=== What the exercise asks ===
All the entries need to be quoted exactly, apart from the pictures, which you should drop.

=== Natural language region descriptions ===
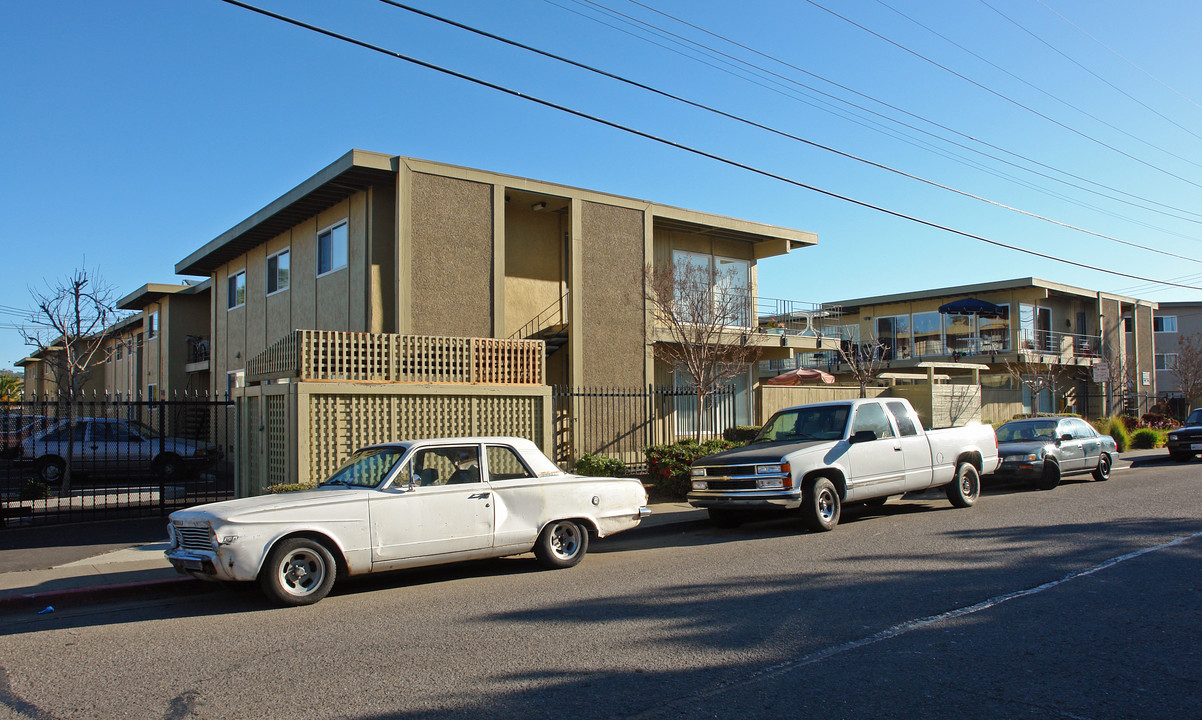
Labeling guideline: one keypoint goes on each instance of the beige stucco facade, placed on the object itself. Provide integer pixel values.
(434, 249)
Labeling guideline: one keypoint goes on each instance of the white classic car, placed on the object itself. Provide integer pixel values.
(405, 505)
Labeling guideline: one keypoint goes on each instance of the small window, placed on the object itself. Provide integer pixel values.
(870, 416)
(278, 272)
(905, 423)
(332, 249)
(505, 464)
(237, 290)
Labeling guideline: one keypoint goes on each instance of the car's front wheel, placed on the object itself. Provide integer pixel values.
(298, 571)
(561, 543)
(820, 505)
(965, 488)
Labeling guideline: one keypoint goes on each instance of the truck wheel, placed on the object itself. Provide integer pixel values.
(820, 505)
(1051, 476)
(725, 518)
(965, 488)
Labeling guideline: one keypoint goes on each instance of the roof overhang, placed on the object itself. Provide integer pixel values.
(353, 172)
(767, 239)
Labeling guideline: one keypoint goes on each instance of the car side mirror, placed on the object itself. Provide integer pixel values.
(862, 436)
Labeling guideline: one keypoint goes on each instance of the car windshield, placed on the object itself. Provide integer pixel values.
(802, 424)
(1027, 432)
(367, 468)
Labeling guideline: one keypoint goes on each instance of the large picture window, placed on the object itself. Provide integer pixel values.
(332, 249)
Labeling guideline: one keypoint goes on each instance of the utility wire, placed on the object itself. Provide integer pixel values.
(1033, 85)
(1001, 96)
(680, 146)
(1120, 55)
(1100, 78)
(772, 130)
(896, 108)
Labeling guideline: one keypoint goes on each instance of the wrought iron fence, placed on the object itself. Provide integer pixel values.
(620, 422)
(119, 458)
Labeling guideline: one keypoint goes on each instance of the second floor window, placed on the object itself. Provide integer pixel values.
(278, 274)
(237, 290)
(332, 249)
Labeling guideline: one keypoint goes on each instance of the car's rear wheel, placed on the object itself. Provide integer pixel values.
(1051, 476)
(298, 571)
(820, 505)
(51, 469)
(964, 491)
(561, 543)
(725, 518)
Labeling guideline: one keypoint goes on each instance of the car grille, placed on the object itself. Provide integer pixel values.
(194, 539)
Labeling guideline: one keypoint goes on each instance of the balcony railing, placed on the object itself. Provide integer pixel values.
(381, 357)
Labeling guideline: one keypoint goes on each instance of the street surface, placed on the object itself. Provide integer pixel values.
(1081, 602)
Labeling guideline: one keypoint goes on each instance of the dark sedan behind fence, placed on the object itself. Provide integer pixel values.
(119, 458)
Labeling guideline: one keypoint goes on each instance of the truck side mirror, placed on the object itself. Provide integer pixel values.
(862, 436)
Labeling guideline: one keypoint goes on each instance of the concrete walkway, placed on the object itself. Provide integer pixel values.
(140, 569)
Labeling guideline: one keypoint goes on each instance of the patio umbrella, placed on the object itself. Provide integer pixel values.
(799, 375)
(971, 307)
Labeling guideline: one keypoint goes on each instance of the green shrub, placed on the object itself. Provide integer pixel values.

=== Written answer ===
Labeling guideline: one keypoint goes on each instance of the beige stucco facade, placed on the object itself. Provide integer pixel values.
(434, 249)
Labeling guideline: one keypoint goes on each instance of the white classic car, placed on the object itself. Provide integer pixel values.
(405, 505)
Labeling guideline: one keypoint goes on each instance of the small window, placed on the object itself. Provide integer pixel values.
(870, 416)
(278, 272)
(905, 423)
(332, 249)
(505, 464)
(237, 290)
Labeling guideline: one keypoint goes on each instance of the car's front wheel, placed on the object itself. Provide integer pixel values.
(298, 571)
(561, 543)
(820, 505)
(965, 488)
Labeling guideline: one keypoint goes on each instance of the truck wheel, placed on the object itself. Provide integer pixel values.
(820, 505)
(1051, 476)
(725, 518)
(965, 488)
Labeling guideline: one keypoint goes on each instance of the roof overhang, placed on the object itself. Provide integer pixel values.
(353, 172)
(767, 239)
Labeling guideline: one keypoint goes on each instance of the car side mirror, placed on the object itself. Provide integer pixel values.
(862, 436)
Labeling guideline: one keypoint goes on each instance of the car windshield, placed on the object itself. Provide integer pixel values.
(802, 424)
(1027, 432)
(367, 468)
Labeling guideline: one keypoint goes on each instance of the large picture window, placed on the object itself. Provide integer pixel values.
(332, 249)
Labeling guideline: one keypoint goes on each instance of the utility wire, placed on the object itself. Provide integer pixel values.
(1033, 85)
(1001, 96)
(680, 146)
(1120, 55)
(1100, 78)
(772, 130)
(896, 108)
Labeling guideline: one keypoint goes on each instance of the wrought iron fence, placed on the object itself. Provide integer pixel values.
(620, 422)
(119, 458)
Labeling guideline: one keypoint goes on each instance of the second floor window, placed on the object itself. Provide integer pixel values.
(278, 274)
(237, 290)
(332, 249)
Labeling guideline: one keypoint goes on each instance of the car's rear wheel, placed on the object itself. Provide integer pixel values.
(1051, 476)
(298, 571)
(820, 505)
(51, 469)
(964, 491)
(561, 543)
(725, 518)
Labeling guideline: one keypoint goes on each instance of the car grille, placed on the object itself. Provide integer pixel values.
(194, 539)
Labeling guideline: one keypoint goes on each instance of the balcony railing, placed on the object itself. Provide integer pixel values.
(381, 357)
Labeling guideline: one keypoint goes on each instance of the street surface, placed on the object itself. Provide integer pixel values.
(1081, 602)
Labeling guideline: one keypoint goes on each instance of the dark sedan behind fence, placed on the object itself. Provide integer pixel values.
(119, 458)
Labeling guideline: one keypoint goes on each instance of the truck side mirror, placed on the object itself. Provide integer pixel values.
(862, 436)
Labeling guideline: one keypoint goes on each instance of the concrete walkway, placed on the object itself. Provide integer pixel values.
(140, 569)
Labeling guideline: one keypoint goes on each instance of the patio umbrella, placed on the object itself. Provide integer pixel values.
(799, 375)
(971, 307)
Labeling guideline: one keypoint goes on each instance of the green shrub, placed on the object itself. Provide integer pixel values.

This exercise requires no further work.